→ Task details:
Will you transcribe the entries that follow, exactly and in full?

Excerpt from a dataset

— BEGIN —

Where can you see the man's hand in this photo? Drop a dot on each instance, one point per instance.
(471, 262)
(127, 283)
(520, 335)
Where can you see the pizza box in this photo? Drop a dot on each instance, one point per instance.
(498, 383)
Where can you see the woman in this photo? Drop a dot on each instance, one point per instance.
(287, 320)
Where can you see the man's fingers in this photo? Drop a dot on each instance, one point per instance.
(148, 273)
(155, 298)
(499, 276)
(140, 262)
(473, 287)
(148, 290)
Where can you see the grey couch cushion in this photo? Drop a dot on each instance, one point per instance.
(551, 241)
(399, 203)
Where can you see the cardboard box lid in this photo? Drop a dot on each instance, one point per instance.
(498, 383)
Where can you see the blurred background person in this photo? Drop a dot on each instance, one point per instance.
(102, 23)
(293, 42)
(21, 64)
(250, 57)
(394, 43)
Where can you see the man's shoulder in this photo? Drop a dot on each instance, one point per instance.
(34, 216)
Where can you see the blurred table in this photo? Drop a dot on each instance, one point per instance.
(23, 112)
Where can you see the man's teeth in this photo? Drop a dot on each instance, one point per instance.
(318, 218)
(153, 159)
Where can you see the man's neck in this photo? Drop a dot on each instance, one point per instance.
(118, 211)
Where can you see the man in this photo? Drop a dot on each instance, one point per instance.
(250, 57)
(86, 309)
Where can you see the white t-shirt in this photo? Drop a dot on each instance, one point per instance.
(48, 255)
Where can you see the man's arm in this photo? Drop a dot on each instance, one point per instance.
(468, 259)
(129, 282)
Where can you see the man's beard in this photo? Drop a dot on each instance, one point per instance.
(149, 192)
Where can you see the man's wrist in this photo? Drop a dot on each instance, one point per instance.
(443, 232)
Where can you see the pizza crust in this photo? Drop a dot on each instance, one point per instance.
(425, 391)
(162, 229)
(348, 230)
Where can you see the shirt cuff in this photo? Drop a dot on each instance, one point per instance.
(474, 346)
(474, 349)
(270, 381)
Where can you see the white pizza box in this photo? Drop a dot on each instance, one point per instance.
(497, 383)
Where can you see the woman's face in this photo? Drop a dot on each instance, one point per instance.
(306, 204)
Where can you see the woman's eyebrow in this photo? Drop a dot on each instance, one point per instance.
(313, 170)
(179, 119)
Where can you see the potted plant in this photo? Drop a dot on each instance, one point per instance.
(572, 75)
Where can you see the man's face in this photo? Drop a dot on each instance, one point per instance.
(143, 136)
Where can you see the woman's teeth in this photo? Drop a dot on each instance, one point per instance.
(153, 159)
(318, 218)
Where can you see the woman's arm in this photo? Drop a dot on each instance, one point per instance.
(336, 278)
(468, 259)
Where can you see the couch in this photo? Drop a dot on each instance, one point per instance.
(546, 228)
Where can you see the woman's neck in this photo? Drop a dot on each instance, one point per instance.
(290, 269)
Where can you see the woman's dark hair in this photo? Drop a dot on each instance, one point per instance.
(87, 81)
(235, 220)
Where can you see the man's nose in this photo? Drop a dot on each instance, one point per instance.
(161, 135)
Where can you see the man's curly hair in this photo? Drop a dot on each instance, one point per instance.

— END —

→ Solution:
Where can you see the man's hand in this photo? Drop a dot on each instance, one point per instance.
(471, 262)
(127, 283)
(520, 335)
Where can you see the pizza box in this photo? Drop a dot on each instance, one point per instance.
(498, 383)
Where can you see the woman in this photo? Drop a dot on each instance, one point per instance.
(287, 320)
Where can you see the man's fingers in this photo? Drop a dot on each instance, one point per instance.
(148, 273)
(155, 298)
(499, 276)
(140, 262)
(473, 287)
(148, 290)
Where can you see the grey couch cushion in this photo? Drop a dot on each instance, one point per instance.
(551, 241)
(399, 203)
Where can you see the cardboard box lid in this photo? Drop a dot on each instance, one point per instance.
(498, 383)
Where can you see the blurred background person in this photo? Drop a dot on each instance, one point per instance.
(102, 23)
(293, 42)
(21, 64)
(250, 57)
(394, 43)
Where can you see the man's shoulder in this photo? Drop a dot on each instance, one point per instance.
(34, 216)
Where can you see the blurred table in this photo? Drop a dot on each instance, one point per instance.
(23, 112)
Where can you see the man's teeth in this photo? Drop a dot on each instance, one point per instance.
(318, 218)
(153, 159)
Where can you see the man's neck in this photo? Drop a dot on each instance, one point per instance.
(118, 211)
Where can you see the man in this photo? Drop a dot on each instance, one point per instance.
(250, 57)
(86, 309)
Where can you see the white t-shirt in this photo? Drop a dot on each instance, one point per instance.
(48, 255)
Where can you see the man's arm in this photo? Drop a dot on each instance, one point per instance.
(468, 259)
(129, 282)
Where can you see the man's beard in this photo? Drop a dot on each instance, one point per instance.
(149, 192)
Where can you see the man's wrist in this photo? Drop a dot on each instance, one point per instance.
(443, 232)
Where can you see the pizza crust in this photo? Drop a dot on each instance, one point per instance.
(425, 391)
(162, 229)
(348, 230)
Where can you see the shirt cuff in this photo? Drop a dot on each instance, one point per instance.
(474, 346)
(474, 349)
(270, 381)
Where can you see the white pizza box in this photo? Drop a dot on each instance, one point per instance.
(497, 383)
Where can you see the woman's face in this photo? Drop a dot on each instance, one point per instance.
(306, 204)
Where can you see the woman's eyebrow in this photo? Drop a dot on each instance, one point per instance.
(313, 170)
(179, 119)
Where can you see the potted plant in this photo? Drop a dot on each instance, one point per instance.
(572, 75)
Where can you see the man's face in this photo? Drop a dot on each instance, one point per instance.
(143, 136)
Where can you see the woman's teeth in this photo? Drop a dot on each instance, one point per instance.
(153, 159)
(318, 218)
Where can you see the woman's arm in this photo? Drop a dot on each instance, one point per instance.
(336, 278)
(468, 259)
Where can you see the couch in this photo? Drop a dot on each instance, one point per instance.
(546, 228)
Where can you see the woman's neck in this photo? Drop a dot on each instance, one point per instance.
(290, 269)
Where can you see the woman's dark hair in this photo? Drop a dot on each instance, one point per instance.
(87, 81)
(235, 220)
Where can you see the man's nose in this photo? Drop a dot on each instance, one point per instance.
(161, 135)
Where can you see the man's curly hair in this photo? Drop a dot on each instance, one point per instance.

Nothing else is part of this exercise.